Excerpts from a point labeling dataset
....................

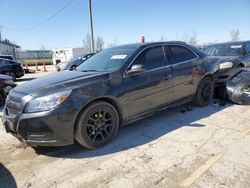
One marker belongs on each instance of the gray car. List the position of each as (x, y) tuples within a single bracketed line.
[(238, 52)]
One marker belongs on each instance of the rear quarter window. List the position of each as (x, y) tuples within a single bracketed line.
[(180, 54)]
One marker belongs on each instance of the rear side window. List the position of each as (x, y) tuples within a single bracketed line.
[(4, 62), (247, 48), (151, 58), (181, 54)]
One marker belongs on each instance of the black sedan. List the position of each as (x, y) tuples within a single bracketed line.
[(113, 88), (238, 53), (6, 84), (11, 68), (73, 64)]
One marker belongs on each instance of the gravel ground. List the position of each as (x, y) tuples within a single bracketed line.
[(183, 147)]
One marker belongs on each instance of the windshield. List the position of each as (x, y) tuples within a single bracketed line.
[(107, 60), (225, 50)]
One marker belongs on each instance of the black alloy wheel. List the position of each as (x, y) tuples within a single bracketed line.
[(97, 125), (205, 92)]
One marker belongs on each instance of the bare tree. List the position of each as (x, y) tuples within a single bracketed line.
[(235, 35), (42, 47), (99, 43), (162, 38), (87, 42), (113, 44), (191, 39)]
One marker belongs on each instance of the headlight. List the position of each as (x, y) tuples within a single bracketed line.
[(47, 102), (63, 65), (226, 65), (9, 82)]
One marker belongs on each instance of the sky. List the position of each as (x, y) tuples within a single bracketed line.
[(36, 24)]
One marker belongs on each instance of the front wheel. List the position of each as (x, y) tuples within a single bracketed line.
[(97, 125), (1, 100), (205, 92), (11, 74)]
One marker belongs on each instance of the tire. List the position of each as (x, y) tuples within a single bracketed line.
[(97, 125), (11, 74), (1, 100), (73, 67), (205, 92)]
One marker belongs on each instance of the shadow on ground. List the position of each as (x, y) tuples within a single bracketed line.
[(140, 132), (6, 178), (24, 79)]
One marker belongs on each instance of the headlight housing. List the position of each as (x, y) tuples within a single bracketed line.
[(226, 65), (63, 65), (9, 82), (47, 102)]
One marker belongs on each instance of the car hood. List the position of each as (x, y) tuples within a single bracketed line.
[(55, 82), (4, 77)]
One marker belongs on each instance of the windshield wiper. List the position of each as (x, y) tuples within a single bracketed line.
[(89, 71)]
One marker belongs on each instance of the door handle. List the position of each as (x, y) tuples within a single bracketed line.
[(166, 77)]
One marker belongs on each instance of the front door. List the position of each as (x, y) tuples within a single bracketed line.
[(184, 63), (151, 88)]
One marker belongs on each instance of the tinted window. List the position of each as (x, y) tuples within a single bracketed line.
[(107, 60), (248, 48), (225, 50), (4, 62), (6, 57), (181, 54), (151, 58)]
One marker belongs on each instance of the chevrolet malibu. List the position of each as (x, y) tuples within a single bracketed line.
[(113, 88)]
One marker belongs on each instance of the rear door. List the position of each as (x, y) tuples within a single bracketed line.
[(184, 65), (151, 88), (247, 54)]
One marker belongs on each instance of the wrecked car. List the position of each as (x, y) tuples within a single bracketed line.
[(6, 84), (236, 52), (236, 88), (113, 88)]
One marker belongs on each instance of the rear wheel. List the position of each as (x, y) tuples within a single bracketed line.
[(73, 67), (1, 100), (97, 125), (205, 92), (11, 74)]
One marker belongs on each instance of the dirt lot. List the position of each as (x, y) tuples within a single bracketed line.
[(183, 147)]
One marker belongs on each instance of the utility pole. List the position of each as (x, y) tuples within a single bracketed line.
[(91, 28)]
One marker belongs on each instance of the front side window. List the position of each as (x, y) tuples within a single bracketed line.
[(247, 48), (181, 54), (4, 62), (107, 60), (151, 58), (225, 50)]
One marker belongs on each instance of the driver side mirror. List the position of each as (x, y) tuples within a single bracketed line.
[(135, 69)]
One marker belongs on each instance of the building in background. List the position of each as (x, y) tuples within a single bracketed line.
[(67, 54), (35, 56), (8, 49)]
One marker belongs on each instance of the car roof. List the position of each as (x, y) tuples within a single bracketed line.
[(229, 43), (138, 45)]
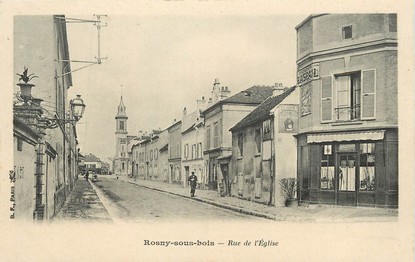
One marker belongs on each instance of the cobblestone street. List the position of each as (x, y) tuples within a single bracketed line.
[(83, 204)]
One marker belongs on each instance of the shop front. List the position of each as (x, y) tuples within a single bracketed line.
[(358, 168)]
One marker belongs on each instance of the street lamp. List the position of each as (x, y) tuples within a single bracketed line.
[(77, 109)]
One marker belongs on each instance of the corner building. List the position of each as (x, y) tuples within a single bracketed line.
[(348, 126)]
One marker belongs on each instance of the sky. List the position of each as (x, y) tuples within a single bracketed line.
[(160, 64)]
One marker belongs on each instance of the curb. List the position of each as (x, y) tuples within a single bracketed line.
[(233, 208)]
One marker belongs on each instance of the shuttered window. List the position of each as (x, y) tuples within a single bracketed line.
[(326, 99), (368, 94)]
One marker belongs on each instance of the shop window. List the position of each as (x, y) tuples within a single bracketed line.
[(327, 168), (367, 167), (347, 32), (347, 147), (240, 144), (258, 140), (347, 172)]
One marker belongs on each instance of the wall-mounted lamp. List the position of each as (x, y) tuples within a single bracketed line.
[(77, 110)]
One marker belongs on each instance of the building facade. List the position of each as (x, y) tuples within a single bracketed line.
[(120, 162), (264, 148), (192, 145), (348, 125), (93, 163), (219, 117), (41, 46), (175, 144)]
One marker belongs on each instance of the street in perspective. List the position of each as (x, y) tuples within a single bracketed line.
[(161, 119)]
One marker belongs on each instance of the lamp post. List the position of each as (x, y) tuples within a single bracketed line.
[(77, 107)]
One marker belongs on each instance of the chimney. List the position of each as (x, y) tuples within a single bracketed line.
[(216, 90), (224, 93), (201, 104), (278, 89)]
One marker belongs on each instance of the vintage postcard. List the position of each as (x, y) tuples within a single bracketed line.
[(207, 130)]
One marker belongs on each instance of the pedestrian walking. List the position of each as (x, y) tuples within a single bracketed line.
[(193, 181)]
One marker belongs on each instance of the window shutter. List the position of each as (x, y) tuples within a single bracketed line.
[(326, 99), (368, 93)]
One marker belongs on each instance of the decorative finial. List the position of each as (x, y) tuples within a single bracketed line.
[(25, 77)]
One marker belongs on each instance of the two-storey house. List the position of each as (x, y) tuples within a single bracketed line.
[(348, 125), (222, 114)]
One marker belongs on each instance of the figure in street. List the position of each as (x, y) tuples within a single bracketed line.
[(193, 181)]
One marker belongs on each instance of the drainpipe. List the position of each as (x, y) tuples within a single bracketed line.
[(39, 206)]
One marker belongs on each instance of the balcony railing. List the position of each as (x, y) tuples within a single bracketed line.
[(347, 113)]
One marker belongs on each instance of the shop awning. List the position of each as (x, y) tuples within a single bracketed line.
[(346, 136)]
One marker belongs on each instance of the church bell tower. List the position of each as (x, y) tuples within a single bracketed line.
[(121, 156)]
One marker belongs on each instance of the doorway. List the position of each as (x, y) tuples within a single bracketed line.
[(346, 177), (186, 172), (227, 184)]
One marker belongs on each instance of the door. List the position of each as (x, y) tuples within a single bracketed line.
[(186, 171), (346, 177), (227, 184)]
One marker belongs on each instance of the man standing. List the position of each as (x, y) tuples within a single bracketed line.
[(193, 181)]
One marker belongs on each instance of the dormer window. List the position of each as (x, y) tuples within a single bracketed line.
[(347, 32)]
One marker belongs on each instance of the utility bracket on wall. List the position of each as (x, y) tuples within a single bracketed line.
[(98, 59)]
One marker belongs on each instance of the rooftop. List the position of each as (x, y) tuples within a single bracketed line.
[(91, 158), (251, 96)]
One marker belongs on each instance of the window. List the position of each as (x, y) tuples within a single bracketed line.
[(347, 32), (258, 139), (19, 144), (193, 151), (186, 151), (352, 98), (208, 137), (327, 168), (240, 144), (348, 97), (216, 135), (367, 167)]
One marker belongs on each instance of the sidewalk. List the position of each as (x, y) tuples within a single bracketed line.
[(83, 204), (299, 214)]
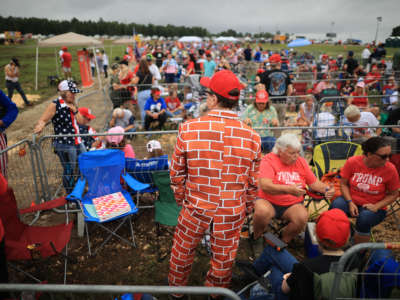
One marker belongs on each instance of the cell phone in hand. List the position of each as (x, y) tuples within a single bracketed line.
[(274, 241)]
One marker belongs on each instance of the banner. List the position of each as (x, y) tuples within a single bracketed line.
[(84, 66)]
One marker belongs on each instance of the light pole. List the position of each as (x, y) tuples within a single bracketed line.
[(378, 20)]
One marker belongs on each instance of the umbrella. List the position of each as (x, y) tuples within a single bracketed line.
[(299, 43)]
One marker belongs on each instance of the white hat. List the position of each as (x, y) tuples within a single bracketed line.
[(68, 85), (153, 145)]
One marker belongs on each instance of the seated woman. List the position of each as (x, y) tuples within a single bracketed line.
[(291, 279), (369, 183), (283, 178), (262, 114)]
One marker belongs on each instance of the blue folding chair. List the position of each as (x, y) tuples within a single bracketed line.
[(102, 170), (142, 169)]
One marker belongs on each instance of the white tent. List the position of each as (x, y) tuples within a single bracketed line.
[(186, 39), (66, 39), (226, 39)]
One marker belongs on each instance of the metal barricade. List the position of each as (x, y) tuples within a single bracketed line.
[(373, 282), (108, 291), (22, 172)]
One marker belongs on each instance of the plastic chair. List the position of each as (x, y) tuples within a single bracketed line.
[(142, 169), (328, 157), (102, 170), (166, 209), (25, 242)]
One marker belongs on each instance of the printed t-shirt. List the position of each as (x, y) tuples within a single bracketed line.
[(172, 103), (66, 58), (298, 174), (369, 185)]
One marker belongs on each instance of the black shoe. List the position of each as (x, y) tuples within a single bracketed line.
[(251, 274)]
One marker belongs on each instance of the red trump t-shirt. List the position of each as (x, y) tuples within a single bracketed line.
[(298, 174)]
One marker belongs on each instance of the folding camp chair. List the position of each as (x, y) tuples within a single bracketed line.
[(327, 157), (142, 169), (102, 171), (25, 242), (166, 209)]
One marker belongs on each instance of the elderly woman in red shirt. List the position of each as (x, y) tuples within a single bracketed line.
[(283, 179), (369, 183)]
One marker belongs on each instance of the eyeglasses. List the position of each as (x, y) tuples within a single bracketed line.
[(383, 156)]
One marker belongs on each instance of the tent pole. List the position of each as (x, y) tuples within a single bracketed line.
[(55, 52), (97, 69), (37, 67)]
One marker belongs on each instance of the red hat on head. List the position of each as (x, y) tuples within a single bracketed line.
[(262, 97), (222, 83), (275, 58), (333, 228), (86, 112)]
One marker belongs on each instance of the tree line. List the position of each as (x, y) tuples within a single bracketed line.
[(101, 27)]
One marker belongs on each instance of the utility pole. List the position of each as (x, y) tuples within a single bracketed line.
[(378, 20)]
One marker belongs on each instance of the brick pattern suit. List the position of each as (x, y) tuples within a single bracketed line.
[(214, 174)]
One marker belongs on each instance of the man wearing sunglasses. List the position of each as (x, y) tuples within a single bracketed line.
[(214, 178), (369, 184)]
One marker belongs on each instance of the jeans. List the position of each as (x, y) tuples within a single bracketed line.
[(366, 219), (11, 86), (280, 263), (267, 143), (142, 98), (68, 155)]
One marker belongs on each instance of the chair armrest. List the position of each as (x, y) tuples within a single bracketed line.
[(76, 194), (134, 184), (44, 206)]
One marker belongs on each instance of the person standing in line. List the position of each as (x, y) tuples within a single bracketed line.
[(66, 59), (105, 63), (214, 172), (12, 80), (8, 114)]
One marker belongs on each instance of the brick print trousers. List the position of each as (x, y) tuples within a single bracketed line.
[(225, 235)]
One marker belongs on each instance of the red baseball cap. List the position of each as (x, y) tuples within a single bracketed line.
[(262, 97), (222, 83), (275, 58), (86, 112), (333, 228)]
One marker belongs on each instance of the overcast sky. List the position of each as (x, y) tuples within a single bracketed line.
[(352, 18)]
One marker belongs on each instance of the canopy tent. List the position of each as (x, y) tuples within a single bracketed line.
[(124, 41), (66, 39), (70, 39), (299, 43), (226, 39), (187, 39)]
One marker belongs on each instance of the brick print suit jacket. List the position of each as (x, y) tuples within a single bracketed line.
[(215, 164)]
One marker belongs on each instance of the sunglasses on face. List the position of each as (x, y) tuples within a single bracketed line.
[(383, 156)]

....................

GOAL:
Return the lines of the material unchanged, starting at the line that contains "One marker belongs on each instance of the printed" and stopping after the line that contains "[(214, 174)]".

ANSWER FOR THIS EXERCISE:
One marker belongs on each instance of the printed t-shirt. List the position of each as (x, y) tuples within a single bracketed line.
[(172, 103), (66, 58), (298, 174), (369, 185)]
One marker belongs on each instance of the black shoe. List the position of each as (x, y) tuples within a single bracketed line.
[(251, 274)]
One marker belongs on each instance of the red trump t-shirt. List the position of each as (x, y) tuples within a single bracketed line.
[(298, 174)]
One marker belongs on each instance of the folding camp chair. List the position of each as (x, y) tuples within a single bracketed line.
[(327, 157), (142, 169), (102, 171), (25, 242), (166, 209)]
One marker belongs on each instance of the elderly woman in red shirt. List the position of each as (x, y) tuples within a single bracketed line.
[(283, 179), (369, 183)]
One marker belongs on each instance of the eyeglasses. List the position of each as (x, y) tuples within a single bracketed line.
[(383, 156)]
One marker belongs on each instance of the tent pole. List the position of each as (x, y) tuples within a single bracketed line.
[(55, 52), (97, 69), (37, 67)]
One marker belongs on each instance of the red hat on head. List the position of each as (x, y) tuples within a single bracketed line.
[(262, 97), (222, 83), (275, 58), (333, 228), (86, 112)]
One marker belongs on each instance of the tree line. List the position of each as (x, y) tuples within a single bracketed line.
[(101, 27)]
One marker belongs on each instance of the utility pole. List the position of each as (x, y) tuples within a single bracketed line.
[(378, 20)]
One marker belongs on each instance of the brick pattern suit. List the position of each as (x, y) tuples within a single bracketed line.
[(214, 174)]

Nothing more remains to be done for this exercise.